begin Input data

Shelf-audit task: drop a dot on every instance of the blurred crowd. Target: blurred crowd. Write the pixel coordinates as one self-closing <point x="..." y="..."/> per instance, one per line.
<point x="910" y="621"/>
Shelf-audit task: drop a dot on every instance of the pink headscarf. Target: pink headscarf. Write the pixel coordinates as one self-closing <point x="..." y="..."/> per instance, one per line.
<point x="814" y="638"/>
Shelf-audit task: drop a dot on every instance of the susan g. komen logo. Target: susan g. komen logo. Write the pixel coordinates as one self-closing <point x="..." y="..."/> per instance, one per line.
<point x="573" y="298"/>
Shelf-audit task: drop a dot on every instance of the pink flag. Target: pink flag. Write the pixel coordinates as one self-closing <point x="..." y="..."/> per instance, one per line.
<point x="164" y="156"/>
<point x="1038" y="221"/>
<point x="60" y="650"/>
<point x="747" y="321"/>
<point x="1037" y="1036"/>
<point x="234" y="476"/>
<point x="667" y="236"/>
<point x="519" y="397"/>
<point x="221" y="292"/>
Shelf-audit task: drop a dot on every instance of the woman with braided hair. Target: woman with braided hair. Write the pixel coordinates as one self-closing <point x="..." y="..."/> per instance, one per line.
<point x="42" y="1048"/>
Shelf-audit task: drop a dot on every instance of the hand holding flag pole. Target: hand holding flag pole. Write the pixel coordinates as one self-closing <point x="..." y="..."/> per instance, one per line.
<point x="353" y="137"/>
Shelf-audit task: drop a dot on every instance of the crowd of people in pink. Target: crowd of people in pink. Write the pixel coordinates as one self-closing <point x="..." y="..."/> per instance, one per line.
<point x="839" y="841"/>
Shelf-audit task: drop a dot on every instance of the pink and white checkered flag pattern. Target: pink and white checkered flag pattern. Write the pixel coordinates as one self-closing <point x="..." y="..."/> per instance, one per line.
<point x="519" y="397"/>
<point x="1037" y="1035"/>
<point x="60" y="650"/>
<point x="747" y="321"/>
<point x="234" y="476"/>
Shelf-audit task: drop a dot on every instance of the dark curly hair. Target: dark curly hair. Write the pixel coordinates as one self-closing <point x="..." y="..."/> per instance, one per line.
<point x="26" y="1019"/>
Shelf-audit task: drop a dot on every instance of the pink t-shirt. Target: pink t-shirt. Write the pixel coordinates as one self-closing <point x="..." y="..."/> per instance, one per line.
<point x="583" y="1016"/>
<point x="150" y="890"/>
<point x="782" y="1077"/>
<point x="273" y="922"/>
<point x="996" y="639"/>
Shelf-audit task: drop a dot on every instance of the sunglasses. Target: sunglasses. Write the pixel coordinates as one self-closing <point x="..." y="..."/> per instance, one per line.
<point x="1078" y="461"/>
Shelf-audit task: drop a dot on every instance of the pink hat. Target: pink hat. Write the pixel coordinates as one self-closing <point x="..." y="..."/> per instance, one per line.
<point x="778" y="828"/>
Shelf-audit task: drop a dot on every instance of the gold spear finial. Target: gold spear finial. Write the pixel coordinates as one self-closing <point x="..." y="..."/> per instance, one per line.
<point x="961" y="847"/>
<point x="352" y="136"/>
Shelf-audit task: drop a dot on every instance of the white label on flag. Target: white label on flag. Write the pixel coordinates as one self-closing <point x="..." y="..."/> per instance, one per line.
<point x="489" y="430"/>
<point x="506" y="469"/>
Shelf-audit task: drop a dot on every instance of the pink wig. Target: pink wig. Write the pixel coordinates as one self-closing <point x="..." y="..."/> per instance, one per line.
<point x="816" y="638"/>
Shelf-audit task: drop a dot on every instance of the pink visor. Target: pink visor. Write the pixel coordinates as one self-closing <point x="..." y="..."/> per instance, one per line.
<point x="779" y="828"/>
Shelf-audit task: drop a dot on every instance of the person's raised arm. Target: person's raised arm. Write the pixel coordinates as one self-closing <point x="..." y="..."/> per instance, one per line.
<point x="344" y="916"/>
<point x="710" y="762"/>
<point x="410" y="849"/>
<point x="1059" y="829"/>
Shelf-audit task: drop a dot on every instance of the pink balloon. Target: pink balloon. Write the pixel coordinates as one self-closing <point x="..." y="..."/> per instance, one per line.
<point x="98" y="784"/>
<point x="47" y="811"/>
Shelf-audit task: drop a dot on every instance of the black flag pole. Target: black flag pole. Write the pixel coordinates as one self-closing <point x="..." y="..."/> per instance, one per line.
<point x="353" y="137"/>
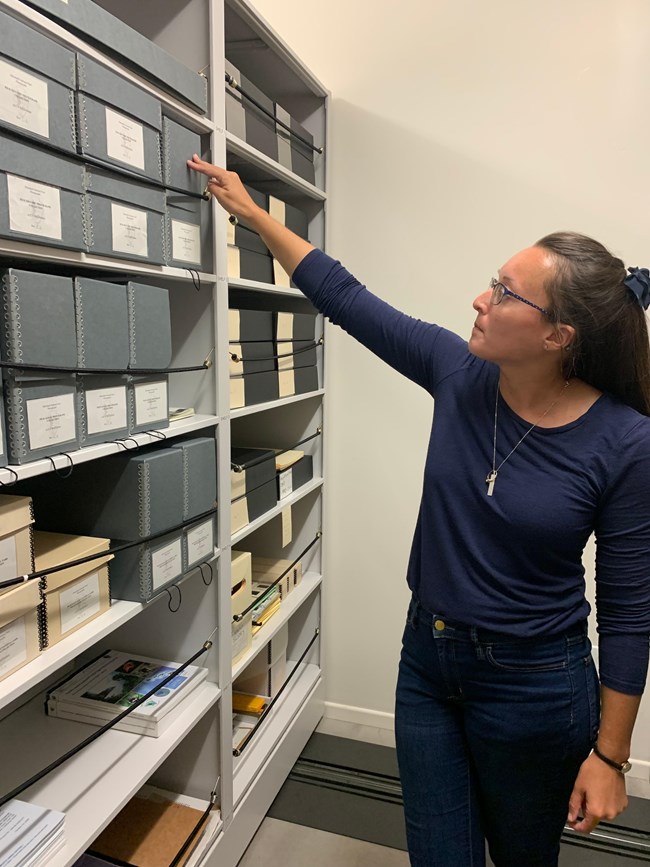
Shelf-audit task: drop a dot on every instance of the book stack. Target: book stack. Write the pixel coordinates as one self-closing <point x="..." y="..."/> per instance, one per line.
<point x="29" y="834"/>
<point x="111" y="683"/>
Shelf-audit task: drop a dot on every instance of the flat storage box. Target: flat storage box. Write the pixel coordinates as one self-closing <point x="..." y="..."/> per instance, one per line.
<point x="19" y="627"/>
<point x="73" y="596"/>
<point x="258" y="468"/>
<point x="178" y="145"/>
<point x="296" y="353"/>
<point x="37" y="81"/>
<point x="298" y="380"/>
<point x="246" y="326"/>
<point x="139" y="573"/>
<point x="150" y="345"/>
<point x="295" y="145"/>
<point x="119" y="123"/>
<point x="39" y="328"/>
<point x="294" y="326"/>
<point x="248" y="265"/>
<point x="102" y="342"/>
<point x="266" y="570"/>
<point x="41" y="196"/>
<point x="252" y="123"/>
<point x="267" y="672"/>
<point x="127" y="497"/>
<point x="187" y="230"/>
<point x="295" y="475"/>
<point x="252" y="388"/>
<point x="199" y="541"/>
<point x="253" y="505"/>
<point x="199" y="466"/>
<point x="97" y="26"/>
<point x="16" y="537"/>
<point x="258" y="357"/>
<point x="124" y="219"/>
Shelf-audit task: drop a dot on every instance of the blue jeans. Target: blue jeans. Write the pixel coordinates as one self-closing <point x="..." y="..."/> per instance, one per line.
<point x="491" y="731"/>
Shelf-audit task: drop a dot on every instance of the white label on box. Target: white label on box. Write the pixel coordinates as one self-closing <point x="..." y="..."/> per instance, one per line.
<point x="124" y="139"/>
<point x="80" y="602"/>
<point x="166" y="564"/>
<point x="23" y="100"/>
<point x="186" y="242"/>
<point x="13" y="645"/>
<point x="105" y="409"/>
<point x="200" y="543"/>
<point x="51" y="420"/>
<point x="34" y="209"/>
<point x="129" y="227"/>
<point x="8" y="558"/>
<point x="286" y="483"/>
<point x="150" y="402"/>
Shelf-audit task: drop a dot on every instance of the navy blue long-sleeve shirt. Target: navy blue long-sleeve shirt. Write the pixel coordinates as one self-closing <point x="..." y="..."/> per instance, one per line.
<point x="513" y="562"/>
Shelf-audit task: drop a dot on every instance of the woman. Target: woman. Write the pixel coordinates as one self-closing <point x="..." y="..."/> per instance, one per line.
<point x="540" y="437"/>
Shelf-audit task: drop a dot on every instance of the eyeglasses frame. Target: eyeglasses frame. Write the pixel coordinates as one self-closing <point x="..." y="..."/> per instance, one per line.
<point x="493" y="285"/>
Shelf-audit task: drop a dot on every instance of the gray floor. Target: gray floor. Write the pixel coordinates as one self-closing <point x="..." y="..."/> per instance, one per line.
<point x="284" y="844"/>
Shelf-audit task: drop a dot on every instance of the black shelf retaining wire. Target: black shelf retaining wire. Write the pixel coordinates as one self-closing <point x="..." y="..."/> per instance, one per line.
<point x="313" y="345"/>
<point x="112" y="550"/>
<point x="236" y="86"/>
<point x="237" y="617"/>
<point x="100" y="731"/>
<point x="240" y="749"/>
<point x="240" y="468"/>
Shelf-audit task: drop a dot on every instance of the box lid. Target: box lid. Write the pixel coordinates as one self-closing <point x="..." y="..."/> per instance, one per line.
<point x="16" y="513"/>
<point x="122" y="189"/>
<point x="112" y="89"/>
<point x="53" y="549"/>
<point x="34" y="163"/>
<point x="19" y="601"/>
<point x="36" y="332"/>
<point x="35" y="51"/>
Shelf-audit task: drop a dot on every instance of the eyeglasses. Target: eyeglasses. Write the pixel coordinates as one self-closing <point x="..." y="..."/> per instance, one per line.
<point x="499" y="291"/>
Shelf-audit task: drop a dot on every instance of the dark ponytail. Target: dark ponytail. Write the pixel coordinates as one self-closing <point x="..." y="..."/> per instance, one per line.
<point x="611" y="350"/>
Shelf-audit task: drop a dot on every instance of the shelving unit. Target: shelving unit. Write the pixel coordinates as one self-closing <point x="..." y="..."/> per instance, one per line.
<point x="196" y="750"/>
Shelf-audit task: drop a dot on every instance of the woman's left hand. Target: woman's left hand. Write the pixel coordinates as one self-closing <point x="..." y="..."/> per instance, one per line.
<point x="598" y="793"/>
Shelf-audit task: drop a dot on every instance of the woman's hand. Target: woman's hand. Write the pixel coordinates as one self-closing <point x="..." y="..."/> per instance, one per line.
<point x="227" y="189"/>
<point x="598" y="793"/>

end Input data

### Problem description
What are the lines from the one with "of the eyeglasses." through the last line of the records above? Quote them exactly and add nothing.

### In response
Shelf-audit task: drop a dot on every instance of the eyeglasses. Target: eyeglasses. Write the pixel coordinates as one self-closing <point x="..." y="..."/> per instance, one per line.
<point x="499" y="291"/>
Shelf-audit task: drop a dot on every instance of the dark ponytail. Target: dark ponytail. Write the pixel coordinates as one self-closing <point x="..." y="..."/> per instance, one per line.
<point x="611" y="350"/>
Shelf-audit task: drop a dot on every instance of the shelving unit. Target: shelving unit. Write the pixel coordinates as one self-closing <point x="..." y="..."/> per instance, one per line.
<point x="196" y="750"/>
Shelf-audit task: drop a dot on every instance of the woman's left hand. Target: woman's left hand. Write the pixel coordinates as one self-closing <point x="..." y="..."/> per instance, one per line.
<point x="598" y="793"/>
Shelf-audit task: drop a dot on every instance of the woman's hand. Target: woman's hand. Write the pixel coordinates as one self-closing <point x="..." y="..."/> per instance, one per line.
<point x="227" y="189"/>
<point x="598" y="793"/>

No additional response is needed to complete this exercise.